- Written exercise
From the line containing "point: front side" down to the last line of the records below, copy every line exactly. Leave out everything before it.

[Data items]
* Begin *
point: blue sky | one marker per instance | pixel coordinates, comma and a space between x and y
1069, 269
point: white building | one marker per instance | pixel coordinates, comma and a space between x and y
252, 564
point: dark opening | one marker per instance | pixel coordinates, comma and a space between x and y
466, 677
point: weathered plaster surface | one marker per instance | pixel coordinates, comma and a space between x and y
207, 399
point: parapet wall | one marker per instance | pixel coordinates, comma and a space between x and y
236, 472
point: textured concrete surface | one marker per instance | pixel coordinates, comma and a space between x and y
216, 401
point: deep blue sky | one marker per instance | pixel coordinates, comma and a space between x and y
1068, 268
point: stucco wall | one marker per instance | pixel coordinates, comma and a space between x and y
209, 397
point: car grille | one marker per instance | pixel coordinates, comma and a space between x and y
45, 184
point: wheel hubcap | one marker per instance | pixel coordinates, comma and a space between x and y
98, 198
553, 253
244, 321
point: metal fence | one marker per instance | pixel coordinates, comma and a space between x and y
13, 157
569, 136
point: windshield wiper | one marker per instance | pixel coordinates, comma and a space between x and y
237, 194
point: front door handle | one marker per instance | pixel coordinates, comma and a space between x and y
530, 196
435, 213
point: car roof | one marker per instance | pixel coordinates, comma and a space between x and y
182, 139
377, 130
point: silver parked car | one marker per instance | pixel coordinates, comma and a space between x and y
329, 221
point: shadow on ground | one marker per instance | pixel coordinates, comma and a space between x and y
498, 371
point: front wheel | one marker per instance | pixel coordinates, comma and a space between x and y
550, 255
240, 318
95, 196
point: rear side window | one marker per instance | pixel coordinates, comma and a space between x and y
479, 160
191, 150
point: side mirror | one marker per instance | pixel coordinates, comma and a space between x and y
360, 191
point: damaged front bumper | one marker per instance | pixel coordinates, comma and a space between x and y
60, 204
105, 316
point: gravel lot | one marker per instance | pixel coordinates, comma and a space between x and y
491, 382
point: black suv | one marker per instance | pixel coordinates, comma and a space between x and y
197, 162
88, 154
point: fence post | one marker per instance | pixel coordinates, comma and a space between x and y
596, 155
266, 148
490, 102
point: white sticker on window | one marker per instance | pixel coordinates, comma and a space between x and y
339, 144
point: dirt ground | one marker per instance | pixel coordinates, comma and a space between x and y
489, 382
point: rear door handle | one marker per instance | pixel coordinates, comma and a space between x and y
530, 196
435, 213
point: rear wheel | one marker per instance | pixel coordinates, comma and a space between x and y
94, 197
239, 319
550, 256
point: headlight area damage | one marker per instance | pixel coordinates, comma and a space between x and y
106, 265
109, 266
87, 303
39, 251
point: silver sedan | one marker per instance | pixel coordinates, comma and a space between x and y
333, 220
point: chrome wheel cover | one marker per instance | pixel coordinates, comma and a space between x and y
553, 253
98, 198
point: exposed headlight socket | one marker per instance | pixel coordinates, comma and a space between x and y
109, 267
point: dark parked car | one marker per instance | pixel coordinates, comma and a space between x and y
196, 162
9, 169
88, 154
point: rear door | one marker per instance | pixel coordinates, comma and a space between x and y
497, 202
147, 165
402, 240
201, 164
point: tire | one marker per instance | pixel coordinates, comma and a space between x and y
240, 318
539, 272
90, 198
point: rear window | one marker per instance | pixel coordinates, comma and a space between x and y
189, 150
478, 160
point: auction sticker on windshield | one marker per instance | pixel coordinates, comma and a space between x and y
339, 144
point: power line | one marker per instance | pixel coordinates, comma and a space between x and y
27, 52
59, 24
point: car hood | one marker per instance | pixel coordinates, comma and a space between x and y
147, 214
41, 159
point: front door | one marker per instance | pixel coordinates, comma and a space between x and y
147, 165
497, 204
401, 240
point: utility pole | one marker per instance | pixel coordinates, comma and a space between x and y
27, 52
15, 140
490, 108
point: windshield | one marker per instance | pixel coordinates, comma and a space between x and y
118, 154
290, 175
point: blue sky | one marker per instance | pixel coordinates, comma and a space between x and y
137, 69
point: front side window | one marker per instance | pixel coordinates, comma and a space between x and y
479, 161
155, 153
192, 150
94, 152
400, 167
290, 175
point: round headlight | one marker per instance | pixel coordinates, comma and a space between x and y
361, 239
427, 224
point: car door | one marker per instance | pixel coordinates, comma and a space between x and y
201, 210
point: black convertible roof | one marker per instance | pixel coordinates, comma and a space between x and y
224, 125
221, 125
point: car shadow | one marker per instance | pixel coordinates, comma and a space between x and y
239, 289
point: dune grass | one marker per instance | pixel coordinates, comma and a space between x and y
* End *
- Problem solution
point: front side window | one marker per instance | pixel coordinates, comma and a space between x and y
479, 161
155, 153
192, 150
94, 152
400, 167
290, 175
point: round headlight | one marker per instance | pixel coordinates, comma and a space between x and y
361, 239
427, 224
point: car door | one marker per instance | pixel coordinates, comma and a space between x and y
201, 210
point: black convertible roof | one marker per instance | pixel coordinates, comma and a space between x and y
224, 125
221, 125
point: car shadow | one marker per instance | pixel coordinates, comma and a space between x and y
239, 289
point: dune grass | one marker per instance | pixel coordinates, comma and a space between x and y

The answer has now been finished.